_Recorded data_
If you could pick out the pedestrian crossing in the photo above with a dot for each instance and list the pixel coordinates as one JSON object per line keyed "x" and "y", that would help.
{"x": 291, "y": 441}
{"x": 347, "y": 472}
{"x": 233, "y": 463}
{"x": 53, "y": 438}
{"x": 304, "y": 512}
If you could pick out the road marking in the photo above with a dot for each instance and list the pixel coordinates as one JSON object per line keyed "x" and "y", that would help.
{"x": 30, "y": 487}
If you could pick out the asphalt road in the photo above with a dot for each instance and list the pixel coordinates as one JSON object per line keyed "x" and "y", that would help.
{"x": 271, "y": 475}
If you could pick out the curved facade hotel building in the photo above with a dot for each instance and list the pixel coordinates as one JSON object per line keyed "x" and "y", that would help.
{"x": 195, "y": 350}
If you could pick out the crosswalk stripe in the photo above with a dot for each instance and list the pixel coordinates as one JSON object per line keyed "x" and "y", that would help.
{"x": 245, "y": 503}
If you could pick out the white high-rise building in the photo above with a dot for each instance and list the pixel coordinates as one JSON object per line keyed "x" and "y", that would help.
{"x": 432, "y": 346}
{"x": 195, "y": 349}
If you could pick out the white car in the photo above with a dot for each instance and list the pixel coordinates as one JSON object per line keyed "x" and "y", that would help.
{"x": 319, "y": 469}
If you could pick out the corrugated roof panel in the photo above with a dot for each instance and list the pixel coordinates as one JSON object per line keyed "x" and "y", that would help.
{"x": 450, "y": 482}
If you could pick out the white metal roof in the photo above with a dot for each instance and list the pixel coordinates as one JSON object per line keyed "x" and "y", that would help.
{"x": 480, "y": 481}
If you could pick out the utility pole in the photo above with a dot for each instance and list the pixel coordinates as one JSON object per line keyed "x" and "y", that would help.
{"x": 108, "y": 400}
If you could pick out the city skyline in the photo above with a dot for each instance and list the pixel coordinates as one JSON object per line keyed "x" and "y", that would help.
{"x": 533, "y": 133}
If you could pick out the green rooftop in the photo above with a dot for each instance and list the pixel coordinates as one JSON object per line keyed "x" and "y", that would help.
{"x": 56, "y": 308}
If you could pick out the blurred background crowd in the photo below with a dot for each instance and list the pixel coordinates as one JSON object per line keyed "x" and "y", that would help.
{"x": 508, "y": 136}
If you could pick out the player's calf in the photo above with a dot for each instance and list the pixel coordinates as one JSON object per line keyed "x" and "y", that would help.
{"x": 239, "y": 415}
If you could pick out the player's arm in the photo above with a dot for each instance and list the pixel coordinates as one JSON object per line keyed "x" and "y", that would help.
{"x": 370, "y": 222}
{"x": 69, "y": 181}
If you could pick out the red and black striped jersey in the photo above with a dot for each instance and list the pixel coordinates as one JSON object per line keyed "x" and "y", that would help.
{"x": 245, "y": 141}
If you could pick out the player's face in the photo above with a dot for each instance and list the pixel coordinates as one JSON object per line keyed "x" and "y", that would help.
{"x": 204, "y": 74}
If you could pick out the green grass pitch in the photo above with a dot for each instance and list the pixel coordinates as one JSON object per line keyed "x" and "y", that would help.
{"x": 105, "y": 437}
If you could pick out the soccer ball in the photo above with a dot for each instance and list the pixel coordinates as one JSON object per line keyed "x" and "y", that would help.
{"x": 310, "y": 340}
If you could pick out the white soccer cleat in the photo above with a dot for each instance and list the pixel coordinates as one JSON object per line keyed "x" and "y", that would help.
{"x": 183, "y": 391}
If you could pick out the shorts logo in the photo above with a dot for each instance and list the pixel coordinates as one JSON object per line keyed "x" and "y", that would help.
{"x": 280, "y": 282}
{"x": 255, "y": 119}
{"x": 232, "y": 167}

_What you have to do_
Edit the data above by swapping each "pixel coordinates" for "point coordinates". Leave every other part as it is.

_Completed task_
If you could pick out the pedestrian crossing in the photo above with a dot for each instance and list the point coordinates as one JSON object per line keyed "x" and "y", that would help.
{"x": 291, "y": 441}
{"x": 347, "y": 472}
{"x": 233, "y": 463}
{"x": 53, "y": 438}
{"x": 304, "y": 512}
If you could pick out the road marking in the photo above with a dot for each instance and list the point coordinates as one JSON object per line keyed "x" and "y", that would help.
{"x": 30, "y": 487}
If you could pick out the asphalt road in the photo above with a dot for each instance and list the point coordinates as one JSON object per line keyed "x" and "y", that would help.
{"x": 271, "y": 475}
If you could pick out the curved facade hotel building in the photo above with a dot for each instance and list the point coordinates as one JSON object per line keyed "x" and "y", that would help.
{"x": 195, "y": 350}
If you could pick out the crosswalk stripe in the photo above with a dot for each instance and list the point coordinates as one JSON object per line keyed "x" and "y", that would help.
{"x": 245, "y": 503}
If you could pick out the white high-rise building in the photo above with a dot for each instance and list the point coordinates as one JSON object per line keyed "x" and "y", that would help.
{"x": 432, "y": 346}
{"x": 195, "y": 349}
If you could pick out the white car in the photo above with a dot for each instance and list the point coordinates as one JSON object per line keyed "x" and "y", that would help.
{"x": 319, "y": 469}
If you could pick out the corrugated roof panel in the photo above with a dot for each instance and list the point coordinates as one JSON object per line keyed "x" and "y", that would help.
{"x": 450, "y": 482}
If you could pick out the white metal roof in the photo above with a dot for each instance and list the point coordinates as one JSON object per line keyed "x" and "y", that would help.
{"x": 480, "y": 481}
If you could pick out the utility pole in the photo above with a dot for each instance and list the point coordinates as one JSON object per line keyed "x" and "y", that would help.
{"x": 108, "y": 400}
If you could pick out the city skyline in the photo above with a dot for each instance and list the point coordinates as one JSON object per line keyed "x" and "y", that would help.
{"x": 533, "y": 133}
If you could pick out the green rooftop in the photo above with a dot for each instance and list the point coordinates as one JSON object per line keyed "x" and "y", that would help.
{"x": 56, "y": 308}
If you could pick out the blurred background crowd in the photo below with a dot for each instance and list the point coordinates as one JSON object per line keyed "x" and "y", that would help.
{"x": 508, "y": 136}
If you could pick out the player's calf in the photo above with a dot for each instance and list the point coordinates as one JSON object per line keyed "x" and "y", that would help.
{"x": 239, "y": 415}
If you could pick out the player's arm in the photo above with a dot for each instance and list the point coordinates as one JSON object per line keyed "x" and "y", that would help.
{"x": 370, "y": 222}
{"x": 69, "y": 181}
If you could pick out the red and black striped jersey in the photo above with a dot for each instance and list the point coordinates as one JSON object per line keyed "x" and "y", that would help.
{"x": 245, "y": 141}
If you could pick out the player's face in the photo above with a dot for each instance and list the point coordinates as one JSON object per line keyed "x" and "y", that would help.
{"x": 204, "y": 74}
If you could pick out the green grass pitch in the photo above with a dot for each instance and list the point coordinates as one JSON object per line keyed "x" and "y", that would help.
{"x": 105, "y": 437}
If you could pick out the soccer ball in the photo above with a dot for each instance and list the point coordinates as one JSON object per line keyed "x" and "y", that would help.
{"x": 310, "y": 340}
If you could pick out the white soccer cleat in the photo above with a dot for each instance and list the point coordinates as one JSON object per line keyed "x" and "y", that would help.
{"x": 183, "y": 391}
If you could pick out the shorts logo in the photo above with a dot for each instance and list the point coordinates as one JSON object per line keyed "x" and "y", that would help.
{"x": 280, "y": 282}
{"x": 255, "y": 119}
{"x": 232, "y": 167}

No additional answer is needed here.